-- Text --
################

Die beiden Branchenführer des deutschen Fußballs haben je 16 Punkte auf ihrem Konto. Das sind weniger als 1,8 Punkte im Schnitt pro Spiel. Der 1. FC Union Berlin und der SC Freiburg blieben in der Tabelle vor dem BVB und FCB, obwohl sie ein Spiel weniger absolviert haben.

Süle gegen Mané

All das geriet durch das spektakuläre Ende in den Hintergrund. Aber die Vorgeschichte lohnt es, genauer betrachtet zu werden, auch wenn in den vergangenen Jahren viele Topspiele zwischen den beiden Mannschaften auf spielerisch und taktisch höherem Niveau waren.

Terzić stellte zwar drei Innenverteidiger auf, blieb aber bei einer Viererkette. Niklas Süle rückte für den aus privaten Gründen verhinderten Thomas Meunier ans rechte Ende. Damit bekam er es häufig mit Sadio Mané zu tun, der seine Position meistens hielt, anders als zu Beginn der Saison, als die vier offensiven Spieler der Bayern häufig rochierten und so die gegnerischen Ketten in der Übergabe vor erhebliche Probleme stellten.

BVB und FCB mit ähnlicher Grundformation

Dortmund positionierte sich bei Ballbesitz der Münchner verhältnismäßig tief, baute ein 4-5-1 auf, um so den Bayern wenig Raum und Zeit am Ball zu bieten. Das Konzept ging weitestgehend auf in einer ereignisarmen ersten Hälfte, die dadurch geprägt war, dass sich die beiden Grundformationen nahezu spiegelten.

Das führt häufiger zu eine gewissen Neutralisation, in der die viel zitierten Kleinigkeiten entscheiden. Oft sind es Standardsituationen. Am Samstag waren es mehrere kleine Fehler der Dortmunder.

################

-- Extrahierte Einträge --
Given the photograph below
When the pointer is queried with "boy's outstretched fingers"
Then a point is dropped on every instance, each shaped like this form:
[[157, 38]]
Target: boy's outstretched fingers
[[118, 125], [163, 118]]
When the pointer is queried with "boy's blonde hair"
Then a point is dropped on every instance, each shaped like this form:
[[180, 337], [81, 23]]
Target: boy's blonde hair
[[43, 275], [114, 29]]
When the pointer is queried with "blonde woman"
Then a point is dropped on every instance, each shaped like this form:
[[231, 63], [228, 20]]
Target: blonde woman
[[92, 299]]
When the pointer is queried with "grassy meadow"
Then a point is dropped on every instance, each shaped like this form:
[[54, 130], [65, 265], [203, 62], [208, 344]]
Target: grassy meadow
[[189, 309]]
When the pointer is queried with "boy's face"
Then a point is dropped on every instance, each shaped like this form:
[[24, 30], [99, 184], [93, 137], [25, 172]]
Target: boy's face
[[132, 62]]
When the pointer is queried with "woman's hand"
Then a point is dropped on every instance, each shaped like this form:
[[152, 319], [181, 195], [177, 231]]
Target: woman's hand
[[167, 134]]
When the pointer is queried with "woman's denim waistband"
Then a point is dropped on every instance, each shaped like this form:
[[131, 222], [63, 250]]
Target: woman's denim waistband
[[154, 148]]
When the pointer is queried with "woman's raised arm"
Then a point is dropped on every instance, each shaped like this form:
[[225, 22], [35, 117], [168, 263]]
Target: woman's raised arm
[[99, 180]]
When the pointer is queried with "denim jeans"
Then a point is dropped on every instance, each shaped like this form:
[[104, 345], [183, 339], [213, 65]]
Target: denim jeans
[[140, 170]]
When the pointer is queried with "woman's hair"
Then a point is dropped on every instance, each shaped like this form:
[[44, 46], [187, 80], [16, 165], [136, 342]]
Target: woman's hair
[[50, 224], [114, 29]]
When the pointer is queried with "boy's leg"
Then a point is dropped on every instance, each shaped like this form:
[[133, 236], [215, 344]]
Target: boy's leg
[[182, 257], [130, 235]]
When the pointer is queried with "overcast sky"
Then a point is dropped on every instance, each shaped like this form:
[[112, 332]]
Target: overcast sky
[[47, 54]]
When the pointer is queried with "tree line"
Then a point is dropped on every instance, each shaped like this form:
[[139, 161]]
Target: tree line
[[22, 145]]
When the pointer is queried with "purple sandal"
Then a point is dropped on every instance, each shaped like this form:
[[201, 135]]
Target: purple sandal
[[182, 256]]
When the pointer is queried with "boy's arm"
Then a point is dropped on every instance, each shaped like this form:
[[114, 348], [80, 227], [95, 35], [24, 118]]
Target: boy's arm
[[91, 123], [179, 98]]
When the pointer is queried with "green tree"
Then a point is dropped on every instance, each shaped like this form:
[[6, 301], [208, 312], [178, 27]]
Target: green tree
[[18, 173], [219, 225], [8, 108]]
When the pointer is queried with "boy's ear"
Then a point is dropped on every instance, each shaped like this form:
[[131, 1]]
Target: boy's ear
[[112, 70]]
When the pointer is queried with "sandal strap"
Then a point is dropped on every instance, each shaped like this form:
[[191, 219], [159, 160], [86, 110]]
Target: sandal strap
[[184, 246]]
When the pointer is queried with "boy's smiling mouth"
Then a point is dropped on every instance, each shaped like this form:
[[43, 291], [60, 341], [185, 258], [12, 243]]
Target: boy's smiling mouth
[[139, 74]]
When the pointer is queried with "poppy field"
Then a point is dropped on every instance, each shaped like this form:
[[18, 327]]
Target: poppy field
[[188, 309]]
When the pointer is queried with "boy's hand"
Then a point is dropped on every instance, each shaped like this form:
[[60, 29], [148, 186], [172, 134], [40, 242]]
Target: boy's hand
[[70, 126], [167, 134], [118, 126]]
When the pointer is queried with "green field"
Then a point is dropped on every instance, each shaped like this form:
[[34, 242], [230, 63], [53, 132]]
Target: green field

################

-- Aufgabe A --
Entnehmen Sie dem Text zum Spiel BVB gegen FCB den Abschnitt zwischen „All das geriet“ und „erhebliche Probleme stellten.“, beide Stellen eingeschlossen, im genauen Wortlaut.
-- Aufgabe B --
Beantworten Sie anhand des Textes zum Spiel BVB gegen FCB die folgenden Fragen.
(i) Wie viele Punkte haben die beiden Branchenführer jeweils auf ihrem Konto?
(ii) Für welchen Spieler rückte Niklas Süle ans rechte Ende der Viererkette?
(iii) Welche Formation baute Dortmund bei Ballbesitz der Münchner auf?

-- Lösung A --
All das geriet durch das spektakuläre Ende in den Hintergrund. Aber die Vorgeschichte lohnt es, genauer betrachtet zu werden, auch wenn in den vergangenen Jahren viele Topspiele zwischen den beiden Mannschaften auf spielerisch und taktisch höherem Niveau waren.

Terzić stellte zwar drei Innenverteidiger auf, blieb aber bei einer Viererkette. Niklas Süle rückte für den aus privaten Gründen verhinderten Thomas Meunier ans rechte Ende. Damit bekam er es häufig mit Sadio Mané zu tun, der seine Position meistens hielt, anders als zu Beginn der Saison, als die vier offensiven Spieler der Bayern häufig rochierten und so die gegnerischen Ketten in der Übergabe vor erhebliche Probleme stellten.

-- Lösung B --
(i) Jeweils 16 Punkte.
(ii) Für Thomas Meunier.
(iii) Ein 4-5-1.